Collection entries:
────────

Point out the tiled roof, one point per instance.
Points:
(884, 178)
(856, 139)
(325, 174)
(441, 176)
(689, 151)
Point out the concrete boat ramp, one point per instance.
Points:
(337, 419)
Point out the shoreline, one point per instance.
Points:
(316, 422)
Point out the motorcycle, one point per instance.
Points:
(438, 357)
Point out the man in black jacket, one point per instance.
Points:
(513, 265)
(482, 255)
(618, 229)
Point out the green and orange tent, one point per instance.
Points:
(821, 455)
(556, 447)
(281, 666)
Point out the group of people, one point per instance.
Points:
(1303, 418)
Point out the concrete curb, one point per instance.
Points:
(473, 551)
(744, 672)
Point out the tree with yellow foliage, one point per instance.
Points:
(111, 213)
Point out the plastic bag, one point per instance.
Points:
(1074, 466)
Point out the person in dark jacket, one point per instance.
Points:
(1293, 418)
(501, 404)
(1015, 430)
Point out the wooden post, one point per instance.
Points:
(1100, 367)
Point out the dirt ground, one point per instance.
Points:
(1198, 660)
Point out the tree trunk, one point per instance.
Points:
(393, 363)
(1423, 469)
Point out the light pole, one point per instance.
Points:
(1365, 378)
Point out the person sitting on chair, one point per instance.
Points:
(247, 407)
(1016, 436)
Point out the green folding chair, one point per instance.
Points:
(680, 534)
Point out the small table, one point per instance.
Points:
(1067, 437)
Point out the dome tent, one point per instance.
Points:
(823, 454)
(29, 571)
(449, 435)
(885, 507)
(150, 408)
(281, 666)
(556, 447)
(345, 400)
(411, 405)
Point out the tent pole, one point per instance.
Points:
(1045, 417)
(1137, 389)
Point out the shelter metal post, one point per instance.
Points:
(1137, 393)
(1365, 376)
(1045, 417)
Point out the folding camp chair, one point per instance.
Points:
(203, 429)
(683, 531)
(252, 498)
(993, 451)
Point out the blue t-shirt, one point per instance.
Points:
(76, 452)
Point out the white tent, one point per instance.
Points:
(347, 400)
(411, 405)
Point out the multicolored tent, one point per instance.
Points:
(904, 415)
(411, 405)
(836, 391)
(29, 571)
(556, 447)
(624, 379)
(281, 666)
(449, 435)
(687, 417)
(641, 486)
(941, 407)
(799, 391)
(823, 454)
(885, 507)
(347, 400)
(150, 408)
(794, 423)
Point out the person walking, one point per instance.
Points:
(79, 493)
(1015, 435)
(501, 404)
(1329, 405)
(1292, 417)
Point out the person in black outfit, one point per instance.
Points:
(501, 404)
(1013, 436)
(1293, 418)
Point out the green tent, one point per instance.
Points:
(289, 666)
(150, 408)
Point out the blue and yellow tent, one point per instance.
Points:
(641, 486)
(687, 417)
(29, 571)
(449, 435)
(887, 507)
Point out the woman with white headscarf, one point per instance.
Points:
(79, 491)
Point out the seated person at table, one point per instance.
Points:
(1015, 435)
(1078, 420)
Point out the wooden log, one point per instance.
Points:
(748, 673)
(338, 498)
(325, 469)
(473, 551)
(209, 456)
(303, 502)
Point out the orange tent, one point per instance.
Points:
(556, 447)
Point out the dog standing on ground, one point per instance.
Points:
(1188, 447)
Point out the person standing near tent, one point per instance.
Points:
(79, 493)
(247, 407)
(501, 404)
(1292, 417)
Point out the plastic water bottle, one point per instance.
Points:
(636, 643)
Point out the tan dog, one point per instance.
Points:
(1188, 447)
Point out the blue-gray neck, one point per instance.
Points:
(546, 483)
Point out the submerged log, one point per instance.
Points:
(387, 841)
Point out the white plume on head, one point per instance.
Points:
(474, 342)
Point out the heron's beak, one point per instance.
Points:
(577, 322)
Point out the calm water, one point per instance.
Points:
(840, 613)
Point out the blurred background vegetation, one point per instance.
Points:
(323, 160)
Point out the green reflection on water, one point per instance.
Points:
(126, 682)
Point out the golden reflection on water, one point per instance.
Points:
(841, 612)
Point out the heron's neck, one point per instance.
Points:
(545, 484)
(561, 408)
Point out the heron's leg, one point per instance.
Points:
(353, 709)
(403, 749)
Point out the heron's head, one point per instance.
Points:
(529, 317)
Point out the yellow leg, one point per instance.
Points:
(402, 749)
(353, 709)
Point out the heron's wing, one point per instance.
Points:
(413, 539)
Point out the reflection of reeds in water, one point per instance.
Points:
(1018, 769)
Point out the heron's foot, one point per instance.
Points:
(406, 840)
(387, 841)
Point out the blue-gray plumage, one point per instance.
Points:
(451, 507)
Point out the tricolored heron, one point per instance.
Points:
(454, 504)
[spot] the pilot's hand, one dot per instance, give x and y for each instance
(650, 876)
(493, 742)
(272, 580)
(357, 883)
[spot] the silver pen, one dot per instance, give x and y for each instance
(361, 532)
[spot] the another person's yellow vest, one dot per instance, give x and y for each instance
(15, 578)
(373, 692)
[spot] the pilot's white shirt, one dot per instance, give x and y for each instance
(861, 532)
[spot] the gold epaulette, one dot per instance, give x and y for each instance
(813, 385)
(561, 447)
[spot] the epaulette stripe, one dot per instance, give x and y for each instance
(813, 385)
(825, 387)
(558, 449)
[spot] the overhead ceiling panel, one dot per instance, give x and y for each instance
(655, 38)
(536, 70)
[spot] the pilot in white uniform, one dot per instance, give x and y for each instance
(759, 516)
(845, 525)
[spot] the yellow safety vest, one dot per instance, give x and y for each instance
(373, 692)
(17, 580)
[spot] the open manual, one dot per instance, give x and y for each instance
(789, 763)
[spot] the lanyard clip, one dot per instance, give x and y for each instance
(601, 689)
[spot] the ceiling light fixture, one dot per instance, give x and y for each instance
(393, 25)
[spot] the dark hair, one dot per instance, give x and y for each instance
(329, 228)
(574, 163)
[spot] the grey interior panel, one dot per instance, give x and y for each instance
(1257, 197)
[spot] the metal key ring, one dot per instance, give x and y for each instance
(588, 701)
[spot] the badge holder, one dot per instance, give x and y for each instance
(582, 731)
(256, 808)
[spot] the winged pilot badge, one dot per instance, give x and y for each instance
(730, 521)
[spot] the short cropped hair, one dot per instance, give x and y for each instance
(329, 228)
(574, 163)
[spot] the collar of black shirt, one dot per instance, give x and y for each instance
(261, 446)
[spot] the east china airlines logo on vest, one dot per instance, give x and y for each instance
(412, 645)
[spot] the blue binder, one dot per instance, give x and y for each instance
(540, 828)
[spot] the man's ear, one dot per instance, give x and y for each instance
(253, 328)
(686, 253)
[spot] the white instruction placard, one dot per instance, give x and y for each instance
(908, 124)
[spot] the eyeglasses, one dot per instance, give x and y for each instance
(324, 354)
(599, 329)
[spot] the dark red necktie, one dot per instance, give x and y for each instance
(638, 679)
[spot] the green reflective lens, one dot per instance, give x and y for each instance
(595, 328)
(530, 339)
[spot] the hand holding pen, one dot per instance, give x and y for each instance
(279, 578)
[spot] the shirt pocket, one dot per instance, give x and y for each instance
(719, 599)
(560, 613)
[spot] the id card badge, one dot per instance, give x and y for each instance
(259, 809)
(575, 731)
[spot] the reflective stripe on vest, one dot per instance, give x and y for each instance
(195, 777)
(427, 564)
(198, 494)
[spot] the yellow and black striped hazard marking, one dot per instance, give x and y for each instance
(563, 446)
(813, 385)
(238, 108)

────────

= Task details =
The task requires each record above to be restated exactly.

= Response area =
Point out the tiled roof, one point per instance.
Points:
(884, 178)
(856, 139)
(325, 174)
(441, 176)
(689, 151)
Point out the concrete boat ramp, one point per instance.
Points:
(337, 419)
Point out the shoreline, one point per instance.
Points:
(316, 422)
Point out the motorcycle, one point per instance.
Points:
(438, 357)
Point out the man in black jacket, one point per instance.
Points:
(513, 265)
(482, 255)
(618, 229)
Point out the green and orange tent, one point per instance.
Points:
(821, 455)
(556, 447)
(281, 666)
Point out the group of people, one point per instance.
Points:
(1303, 418)
Point out the concrete curb, one point per instance.
Points:
(473, 551)
(744, 672)
Point out the tree with yellow foliage, one point per instance.
Points:
(111, 213)
Point out the plastic bag, one point per instance.
Points:
(1074, 466)
Point out the person in dark jacket, one point per instance.
Points:
(1293, 418)
(501, 404)
(1015, 430)
Point out the wooden post, one point per instance.
Points:
(1100, 367)
Point out the dirt ground, one point per instance.
Points:
(1198, 660)
Point out the tree trunk, one point per instance.
Points:
(393, 363)
(1423, 469)
Point out the light pole, one point per instance.
Points:
(1365, 378)
Point out the person sitting on chair, one point per instance.
Points:
(247, 407)
(1016, 436)
Point out the green folding chair, one point per instance.
Points:
(680, 534)
Point out the small table, one point per instance.
Points:
(1067, 437)
Point out the dome tent, one point per instance.
Points:
(823, 454)
(29, 571)
(449, 435)
(885, 507)
(150, 408)
(281, 666)
(556, 447)
(345, 400)
(411, 405)
Point out the tent pole, one point per instance.
Points:
(1045, 417)
(1137, 389)
Point out the shelter metal post, one point per instance.
Points:
(1137, 393)
(1365, 376)
(1045, 417)
Point out the folding camp chair, one point per instance.
Points:
(203, 429)
(683, 531)
(252, 498)
(993, 451)
Point out the blue t-shirt, one point per instance.
Points:
(76, 452)
Point out the white tent, one point per instance.
Points:
(347, 400)
(411, 405)
Point out the multicolored tent, one point per instance.
Points:
(904, 415)
(411, 405)
(836, 391)
(29, 571)
(556, 447)
(624, 379)
(281, 666)
(449, 435)
(687, 417)
(641, 486)
(941, 407)
(799, 391)
(823, 454)
(885, 507)
(347, 400)
(150, 408)
(794, 423)
Point out the person walking, one point per instance.
Points:
(79, 493)
(1015, 435)
(501, 404)
(1329, 405)
(1292, 417)
Point out the person in black outfit, one point per instance.
Points:
(501, 404)
(1013, 436)
(1293, 418)
Point out the green tent, one point per instance.
Points:
(289, 666)
(150, 408)
Point out the blue and yellow tent, one point per instance.
Points:
(641, 486)
(687, 417)
(29, 571)
(449, 435)
(887, 507)
Point out the woman with white headscarf, one point per instance.
Points:
(79, 491)
Point out the seated person at table, one point per instance.
Points:
(1015, 435)
(1078, 420)
Point out the wooden log, one point per instance.
Points:
(748, 673)
(338, 498)
(325, 469)
(473, 551)
(209, 456)
(303, 502)
Point out the orange tent, one point per instance.
Points:
(556, 447)
Point out the dog standing on ground, one point per instance.
Points:
(1188, 447)
Point out the person standing near tent, one point per instance.
Points:
(79, 493)
(247, 407)
(501, 404)
(1292, 417)
Point out the plastic water bottle, one point per instance.
Points:
(636, 643)
Point out the tan dog, one point per instance.
Points:
(1188, 447)
Point out the blue-gray neck, one point per instance.
Points:
(546, 483)
Point out the submerged log, one point per instance.
Points:
(387, 841)
Point out the white plume on head, one point per instance.
Points:
(474, 342)
Point out the heron's beak, one point per instance.
Points:
(577, 322)
Point out the calm water, one point per instance.
Points:
(840, 613)
Point out the blurred background vegetation, one point per instance.
Points:
(323, 160)
Point out the green reflection on water, one point per instance.
Points:
(126, 682)
Point out the golden reflection on water, one point per instance.
Points:
(841, 612)
Point out the heron's neck, one point per instance.
Points:
(545, 484)
(561, 408)
Point out the heron's leg, one point per instance.
Points:
(353, 709)
(403, 749)
Point out the heron's head, one point per instance.
Points:
(529, 317)
Point out the yellow leg, one point per instance.
Points:
(402, 749)
(353, 709)
Point out the heron's wing, one point per instance.
Points:
(413, 539)
Point out the reflection of reeds in water, one point per instance.
Points:
(1018, 769)
Point out the heron's foot, one point per instance.
Points:
(406, 840)
(387, 841)
Point out the blue-gray plumage, one point per instance.
Points:
(451, 507)
Point out the tricolored heron, one point per instance.
Points:
(454, 504)
[spot] the pilot's hand, one dot per instance, give x and y for each instance
(650, 876)
(493, 742)
(272, 580)
(357, 883)
[spot] the silver pen, one dot per instance, give x and y for each instance
(361, 532)
[spot] the another person's yellow vest, one dot per instance, give x and y for each instance
(15, 578)
(373, 692)
[spot] the pilot's white shirt, one dot per instance, give x and y for each instance
(861, 532)
[spot] the gold epaulette, one dot per instance, give x and y for each instance
(813, 385)
(561, 447)
[spot] the epaulette stripe, one dot per instance, give x and y for each instance
(813, 385)
(825, 387)
(558, 449)
[spot] the overhead ceiling panel, one dot per instance, give x and y for each instance
(655, 38)
(536, 70)
[spot] the pilot in white uniform, one dot per instance, give x and y for each instance
(759, 516)
(845, 525)
[spot] the yellow safety vest, one dot per instance, give x and y for each instance
(373, 692)
(17, 580)
[spot] the open manual, one dot per instance, give x and y for each instance
(789, 763)
[spot] the lanyard clip, one dot per instance, give x and y for each instance
(601, 689)
[spot] the ceiling light fixture, one dot per instance, give x and y for each instance
(393, 25)
[spot] the dark hair, one dot per instance, give x and y for each instance
(329, 228)
(574, 163)
[spot] the grey interior panel, one dot per instance, give x and y for each instance
(1257, 197)
[spot] the metal key ring, one dot per instance, give x and y for each instance
(588, 701)
[spot] the badge holder, one dot per instance, give x and y for each instance
(582, 731)
(256, 808)
[spot] the winged pilot badge, one dot per instance, give x and y for each instance
(730, 521)
[spot] the short cropped hair, one dot per instance, give x and y for each instance
(329, 228)
(574, 163)
[spot] the collar of black shirt, one dot per instance, give x and y for each instance
(261, 446)
[spot] the east china airlines logo on vest, one dot per instance, give x and y for each instance
(412, 645)
[spot] the blue binder, one dot per instance, give x and y for each instance
(540, 828)
[spot] the man's ear, one dot per instance, give x and y for each instance
(253, 328)
(686, 253)
[spot] the white instruction placard, one dot per instance, give x and y for each instance
(908, 124)
[spot] the eyeglasses, one dot per instance, give x and y for each instance
(324, 354)
(599, 329)
[spot] the dark red necktie, one dot per instance, give x and y for each instance
(638, 679)
[spot] the green reflective lens, one dot per instance, give x and y for each instance
(595, 328)
(530, 339)
[spot] the hand holding pen, one dot per instance, give x and y for each instance
(279, 578)
[spot] the shirt pocket, one dot per instance, give x and y for each instance
(719, 599)
(560, 613)
[spot] the id card badge, one dot per instance, give x and y for each instance
(259, 809)
(575, 731)
[spot] the reflective stripe on vest, one dot per instance, give x and y for each instance
(195, 777)
(427, 564)
(198, 494)
[spot] the yellow and black striped hazard marking, one dot per instance, give x and y for each instance
(563, 446)
(813, 385)
(238, 108)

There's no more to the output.